- [The records]:
-- Opening Marker --

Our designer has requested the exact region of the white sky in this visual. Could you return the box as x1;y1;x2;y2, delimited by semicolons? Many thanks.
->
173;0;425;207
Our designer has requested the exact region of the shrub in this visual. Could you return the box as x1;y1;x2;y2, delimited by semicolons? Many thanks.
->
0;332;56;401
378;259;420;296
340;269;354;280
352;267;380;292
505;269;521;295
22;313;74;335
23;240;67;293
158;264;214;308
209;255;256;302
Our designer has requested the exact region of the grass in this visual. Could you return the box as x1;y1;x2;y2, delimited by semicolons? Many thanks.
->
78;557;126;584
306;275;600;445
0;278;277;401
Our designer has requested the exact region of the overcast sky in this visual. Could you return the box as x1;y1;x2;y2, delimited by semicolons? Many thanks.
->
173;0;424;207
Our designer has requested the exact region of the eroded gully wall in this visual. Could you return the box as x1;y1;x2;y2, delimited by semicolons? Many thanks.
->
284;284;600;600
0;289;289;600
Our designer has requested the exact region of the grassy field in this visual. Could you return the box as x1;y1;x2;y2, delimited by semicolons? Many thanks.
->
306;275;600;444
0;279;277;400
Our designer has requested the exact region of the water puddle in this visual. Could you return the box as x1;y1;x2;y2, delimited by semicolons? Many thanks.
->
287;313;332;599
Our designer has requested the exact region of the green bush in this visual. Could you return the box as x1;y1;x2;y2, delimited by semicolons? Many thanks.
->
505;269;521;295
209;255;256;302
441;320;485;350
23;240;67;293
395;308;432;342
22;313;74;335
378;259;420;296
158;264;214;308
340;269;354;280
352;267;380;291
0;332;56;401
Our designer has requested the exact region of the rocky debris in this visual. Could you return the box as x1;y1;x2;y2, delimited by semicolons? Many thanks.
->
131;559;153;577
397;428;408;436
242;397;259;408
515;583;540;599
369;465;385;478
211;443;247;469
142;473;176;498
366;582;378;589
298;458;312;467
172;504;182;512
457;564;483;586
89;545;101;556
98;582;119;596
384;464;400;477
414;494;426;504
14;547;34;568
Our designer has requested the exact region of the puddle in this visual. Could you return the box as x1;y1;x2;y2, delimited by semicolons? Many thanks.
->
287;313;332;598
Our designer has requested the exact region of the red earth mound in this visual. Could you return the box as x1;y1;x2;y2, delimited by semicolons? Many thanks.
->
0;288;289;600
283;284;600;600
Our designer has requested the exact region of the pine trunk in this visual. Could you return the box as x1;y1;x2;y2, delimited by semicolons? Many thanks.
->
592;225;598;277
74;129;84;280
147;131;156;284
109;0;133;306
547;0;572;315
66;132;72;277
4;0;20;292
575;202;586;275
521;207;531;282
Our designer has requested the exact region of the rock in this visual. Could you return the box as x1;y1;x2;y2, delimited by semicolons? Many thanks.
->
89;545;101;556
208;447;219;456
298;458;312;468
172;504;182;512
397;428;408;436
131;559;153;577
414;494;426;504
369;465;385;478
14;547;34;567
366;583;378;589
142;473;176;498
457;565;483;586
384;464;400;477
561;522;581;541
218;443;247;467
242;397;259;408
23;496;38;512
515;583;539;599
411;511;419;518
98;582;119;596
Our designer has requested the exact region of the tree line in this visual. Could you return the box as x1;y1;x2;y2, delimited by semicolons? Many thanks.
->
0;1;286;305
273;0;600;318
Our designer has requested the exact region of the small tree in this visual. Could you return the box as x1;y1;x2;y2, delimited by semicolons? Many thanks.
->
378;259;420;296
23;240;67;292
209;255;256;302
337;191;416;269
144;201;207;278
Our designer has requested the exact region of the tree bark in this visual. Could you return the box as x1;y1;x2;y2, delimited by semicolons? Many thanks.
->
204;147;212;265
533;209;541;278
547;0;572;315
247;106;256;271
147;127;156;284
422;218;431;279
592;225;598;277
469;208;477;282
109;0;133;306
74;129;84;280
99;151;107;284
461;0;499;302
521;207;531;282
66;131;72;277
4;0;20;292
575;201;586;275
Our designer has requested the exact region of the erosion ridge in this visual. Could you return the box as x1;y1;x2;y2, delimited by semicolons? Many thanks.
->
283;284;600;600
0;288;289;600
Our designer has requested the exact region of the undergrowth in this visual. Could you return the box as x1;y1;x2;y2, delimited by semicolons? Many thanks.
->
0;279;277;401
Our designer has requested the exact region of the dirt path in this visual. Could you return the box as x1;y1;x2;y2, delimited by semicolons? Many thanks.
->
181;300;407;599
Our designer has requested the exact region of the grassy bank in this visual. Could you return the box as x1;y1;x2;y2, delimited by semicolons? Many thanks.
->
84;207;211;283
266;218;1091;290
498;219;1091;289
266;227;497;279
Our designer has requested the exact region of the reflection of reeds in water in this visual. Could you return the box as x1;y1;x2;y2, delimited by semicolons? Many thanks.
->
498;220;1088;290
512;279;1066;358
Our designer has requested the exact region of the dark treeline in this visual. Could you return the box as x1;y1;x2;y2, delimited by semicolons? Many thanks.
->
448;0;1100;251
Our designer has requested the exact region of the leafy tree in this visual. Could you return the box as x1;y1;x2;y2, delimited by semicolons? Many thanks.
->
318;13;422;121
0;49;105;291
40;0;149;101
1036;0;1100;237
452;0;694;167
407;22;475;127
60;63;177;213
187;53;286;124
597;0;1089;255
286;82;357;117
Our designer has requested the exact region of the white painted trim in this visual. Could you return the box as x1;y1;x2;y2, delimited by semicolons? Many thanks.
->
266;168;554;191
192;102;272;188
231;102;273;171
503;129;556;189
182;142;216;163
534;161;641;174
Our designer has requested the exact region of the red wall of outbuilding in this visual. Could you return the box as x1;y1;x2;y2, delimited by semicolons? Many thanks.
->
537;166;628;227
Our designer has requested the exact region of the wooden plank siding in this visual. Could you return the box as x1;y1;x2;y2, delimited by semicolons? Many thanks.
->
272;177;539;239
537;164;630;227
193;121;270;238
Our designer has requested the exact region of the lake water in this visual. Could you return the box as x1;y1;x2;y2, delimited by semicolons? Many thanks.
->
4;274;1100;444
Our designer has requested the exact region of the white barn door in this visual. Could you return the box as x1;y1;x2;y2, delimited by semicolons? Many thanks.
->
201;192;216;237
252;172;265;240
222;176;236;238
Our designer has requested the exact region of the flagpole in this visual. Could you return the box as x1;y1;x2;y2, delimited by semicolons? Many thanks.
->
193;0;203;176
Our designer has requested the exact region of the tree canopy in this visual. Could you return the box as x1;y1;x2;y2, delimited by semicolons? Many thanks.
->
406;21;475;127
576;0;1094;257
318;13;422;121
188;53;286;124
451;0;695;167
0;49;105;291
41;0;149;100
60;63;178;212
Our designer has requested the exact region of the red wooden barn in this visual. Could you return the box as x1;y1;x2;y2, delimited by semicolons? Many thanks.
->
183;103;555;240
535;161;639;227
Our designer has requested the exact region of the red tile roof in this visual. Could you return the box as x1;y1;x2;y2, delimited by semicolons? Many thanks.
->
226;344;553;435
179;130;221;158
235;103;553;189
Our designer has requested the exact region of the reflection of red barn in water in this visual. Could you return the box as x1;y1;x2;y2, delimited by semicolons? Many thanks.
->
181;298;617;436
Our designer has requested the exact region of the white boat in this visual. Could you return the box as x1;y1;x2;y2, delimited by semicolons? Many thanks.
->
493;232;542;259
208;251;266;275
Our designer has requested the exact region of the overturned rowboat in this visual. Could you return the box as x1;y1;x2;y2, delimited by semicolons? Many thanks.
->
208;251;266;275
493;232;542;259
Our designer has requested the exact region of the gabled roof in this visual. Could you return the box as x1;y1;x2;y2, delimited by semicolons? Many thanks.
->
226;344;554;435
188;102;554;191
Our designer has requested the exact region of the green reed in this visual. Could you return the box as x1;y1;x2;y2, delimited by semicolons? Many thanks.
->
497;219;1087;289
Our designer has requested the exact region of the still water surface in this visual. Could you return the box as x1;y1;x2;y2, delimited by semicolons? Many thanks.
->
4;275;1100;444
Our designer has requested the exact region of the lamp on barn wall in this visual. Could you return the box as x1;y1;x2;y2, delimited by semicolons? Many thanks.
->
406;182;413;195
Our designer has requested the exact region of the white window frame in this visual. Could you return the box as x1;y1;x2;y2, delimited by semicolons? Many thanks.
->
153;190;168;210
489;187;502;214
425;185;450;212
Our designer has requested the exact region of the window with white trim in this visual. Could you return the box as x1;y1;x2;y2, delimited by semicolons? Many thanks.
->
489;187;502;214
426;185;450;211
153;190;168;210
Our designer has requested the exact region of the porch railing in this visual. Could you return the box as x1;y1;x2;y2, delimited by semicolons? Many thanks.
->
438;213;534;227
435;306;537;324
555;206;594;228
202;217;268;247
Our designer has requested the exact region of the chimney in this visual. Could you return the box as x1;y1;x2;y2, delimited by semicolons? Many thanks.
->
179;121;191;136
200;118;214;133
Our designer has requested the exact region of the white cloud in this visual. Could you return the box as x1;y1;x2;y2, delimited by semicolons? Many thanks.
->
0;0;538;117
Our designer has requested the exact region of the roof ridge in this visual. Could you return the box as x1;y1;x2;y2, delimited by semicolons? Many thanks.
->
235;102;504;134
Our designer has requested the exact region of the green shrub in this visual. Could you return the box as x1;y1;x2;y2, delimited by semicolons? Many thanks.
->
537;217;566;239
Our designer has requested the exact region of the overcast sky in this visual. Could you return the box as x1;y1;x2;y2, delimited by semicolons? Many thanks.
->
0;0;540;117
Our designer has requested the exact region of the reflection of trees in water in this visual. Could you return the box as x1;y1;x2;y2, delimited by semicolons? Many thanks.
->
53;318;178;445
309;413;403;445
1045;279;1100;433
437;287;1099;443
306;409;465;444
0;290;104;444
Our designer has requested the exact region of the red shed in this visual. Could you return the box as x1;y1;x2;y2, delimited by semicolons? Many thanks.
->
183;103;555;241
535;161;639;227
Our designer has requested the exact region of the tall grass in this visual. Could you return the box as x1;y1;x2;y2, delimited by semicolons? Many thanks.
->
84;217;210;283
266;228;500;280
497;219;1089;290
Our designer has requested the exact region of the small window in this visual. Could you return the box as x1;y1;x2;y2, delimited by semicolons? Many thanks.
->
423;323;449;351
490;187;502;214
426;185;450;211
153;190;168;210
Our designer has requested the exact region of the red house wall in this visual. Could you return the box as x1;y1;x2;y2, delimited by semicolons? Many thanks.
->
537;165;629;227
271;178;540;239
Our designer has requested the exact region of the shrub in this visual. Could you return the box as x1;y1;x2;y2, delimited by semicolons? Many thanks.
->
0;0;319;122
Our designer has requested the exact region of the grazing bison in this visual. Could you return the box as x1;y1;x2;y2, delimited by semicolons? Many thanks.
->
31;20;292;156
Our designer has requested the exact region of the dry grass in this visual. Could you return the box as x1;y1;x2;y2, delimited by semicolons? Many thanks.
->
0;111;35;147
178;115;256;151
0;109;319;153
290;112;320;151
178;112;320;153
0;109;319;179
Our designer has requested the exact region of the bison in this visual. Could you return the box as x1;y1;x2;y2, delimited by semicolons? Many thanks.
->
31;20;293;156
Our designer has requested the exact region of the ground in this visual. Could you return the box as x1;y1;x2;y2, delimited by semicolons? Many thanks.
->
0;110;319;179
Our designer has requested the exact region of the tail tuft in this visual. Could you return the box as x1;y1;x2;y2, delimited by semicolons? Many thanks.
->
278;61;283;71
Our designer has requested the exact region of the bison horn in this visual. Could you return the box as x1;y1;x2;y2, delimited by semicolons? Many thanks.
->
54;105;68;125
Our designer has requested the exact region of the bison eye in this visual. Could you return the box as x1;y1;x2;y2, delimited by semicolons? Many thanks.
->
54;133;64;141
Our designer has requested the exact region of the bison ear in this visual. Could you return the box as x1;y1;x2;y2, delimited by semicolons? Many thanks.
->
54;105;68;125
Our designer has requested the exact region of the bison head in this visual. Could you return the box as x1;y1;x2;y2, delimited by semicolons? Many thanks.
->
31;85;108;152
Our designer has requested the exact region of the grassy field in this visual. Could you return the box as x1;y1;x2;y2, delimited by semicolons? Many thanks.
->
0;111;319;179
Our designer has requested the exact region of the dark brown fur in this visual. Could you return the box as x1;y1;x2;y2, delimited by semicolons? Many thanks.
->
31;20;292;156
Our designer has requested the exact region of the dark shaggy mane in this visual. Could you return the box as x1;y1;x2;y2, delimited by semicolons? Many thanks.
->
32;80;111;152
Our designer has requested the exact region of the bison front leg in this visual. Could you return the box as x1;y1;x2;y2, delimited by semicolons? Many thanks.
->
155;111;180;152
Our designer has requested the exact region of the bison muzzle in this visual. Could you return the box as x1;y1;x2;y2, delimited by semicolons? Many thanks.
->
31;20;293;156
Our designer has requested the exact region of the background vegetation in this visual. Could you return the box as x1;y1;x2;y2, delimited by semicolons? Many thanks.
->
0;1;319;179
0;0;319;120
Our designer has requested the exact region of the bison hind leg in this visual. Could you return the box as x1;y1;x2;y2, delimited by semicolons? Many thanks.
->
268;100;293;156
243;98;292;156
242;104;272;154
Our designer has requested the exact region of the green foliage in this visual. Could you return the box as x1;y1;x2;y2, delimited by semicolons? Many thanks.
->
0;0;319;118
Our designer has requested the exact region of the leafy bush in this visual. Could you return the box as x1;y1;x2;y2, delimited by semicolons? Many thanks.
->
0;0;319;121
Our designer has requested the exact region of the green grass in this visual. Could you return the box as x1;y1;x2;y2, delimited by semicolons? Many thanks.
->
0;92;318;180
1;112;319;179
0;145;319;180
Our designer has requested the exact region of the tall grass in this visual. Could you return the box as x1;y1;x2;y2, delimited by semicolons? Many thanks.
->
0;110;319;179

-- Closing Marker --

- [Exercise directions]: In the listing above, find each line with the word "leafy" and return it.

- [Result of the exercise]:
Our designer has requested the exact region of the leafy tree in this visual. Could you return the box as x1;y1;x2;y2, delimited by semicolons? Many thanks.
Our designer has requested the exact region of the leafy bush in this visual. Could you return the box as x1;y1;x2;y2, delimited by semicolons? Many thanks.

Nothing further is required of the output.